SCIPIONE DI PIERRO NETTO

Em meados da década de 60, o magistério de matemática foi levado a apaixonar-se por um tema que se dava como irreversível, a "matemática moderna"; quem não o seguisse era tido como tolo ou ultrapassado. Os que foram prudentes salvaram-se, mas todos sabem o desastre que significou e os prejuízos que produziu.
Estranhavam alguns que nenhuma pesquisa científica tivesse sido feita em campo, avaliando os resultados daquela conduta -que se suspeitava correta- comparados à modéstia e a segurança de outros tratamentos. Como diria Hegel, "elegeu-se a suspeita como paradigma da verdade".
Trinta anos depois, o fato se repete. Nenhuma pesquisa aferida. Só resultados de alguns centros, insuficientes para definir uma conduta nacional. Privilegia-se uma conduta pedagógica em detrimento de outras, sem fundamentos bem aferidos, com base em fatos isolados, monografias ou opiniões pessoais. O país precisa de mais do que isso em educação.
Assim, 80% ou mais dos livros escolhidos pelos professores de matemática das escolas públicas e particulares do país foram rejeitados pelo MEC, que contratou uma ONG, o Cenpec, para a avaliação.
Três aspectos não podem dispensar análise: o normativo, o jurídico e o técnico. Os dois primeiros exigem respeito à lei: notório saber, licitação e principalmente pluralidade de metodologias, garantidos pela Lei de Diretrizes e Bases e pela Constituição. Um procurador da República é que poderá se manifestar sobre isso.
Quanto ao aspecto técnico, podemos nos pronunciar, a contragosto, pois não há como argumentar sobre terceiros. Falando sobre o nosso livro "Conceitos e Histórias", afirma o avaliador:
"O item 5, "Sistema de numeração decimal', apresenta problemas de ordem conceitual, pois, segundo a apresentação inicial do texto, "a contagem dos elementos de um conjunto é sempre feita tomando-se como base o número de elementos do agrupamento que se faz'. Seguindo esse raciocínio, não faz sentido a afirmativa, comum em esporte, de que 22 jogadores representarão o Brasil na Copa do Mundo, os titulares e os reservas, pois esses jogadores estão agrupados de 11 em 11. Segundo o exposto neste livro, como estamos trabalhando na base 11, o resultado também deveria ser escrito na base 11, e não na base 10".
● ● ●
> _O que fazer_
**a.** Liste os aspectos que, segundo o documento, não podem dispensar análise.
**b.** Redigite o trecho do documento que vai de "Três aspectos não" a "manifestar sobre isso.".

> _Trecho dos dados_
● ● ●
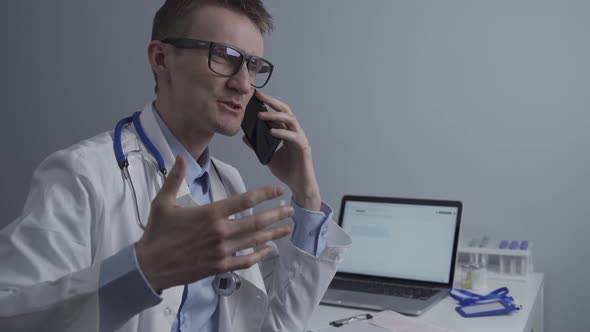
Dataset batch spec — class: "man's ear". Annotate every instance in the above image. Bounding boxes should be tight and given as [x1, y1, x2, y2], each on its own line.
● ● ●
> _Conjunto de respostas_
**a.** normativo, jurídico, técnico

**b.**
Três aspectos não podem dispensar análise: o normativo, o jurídico e o técnico. Os dois primeiros exigem respeito à lei: notório saber, licitação e principalmente pluralidade de metodologias, garantidos pela Lei de Diretrizes e Bases e pela Constituição. Um procurador da República é que poderá se manifestar sobre isso.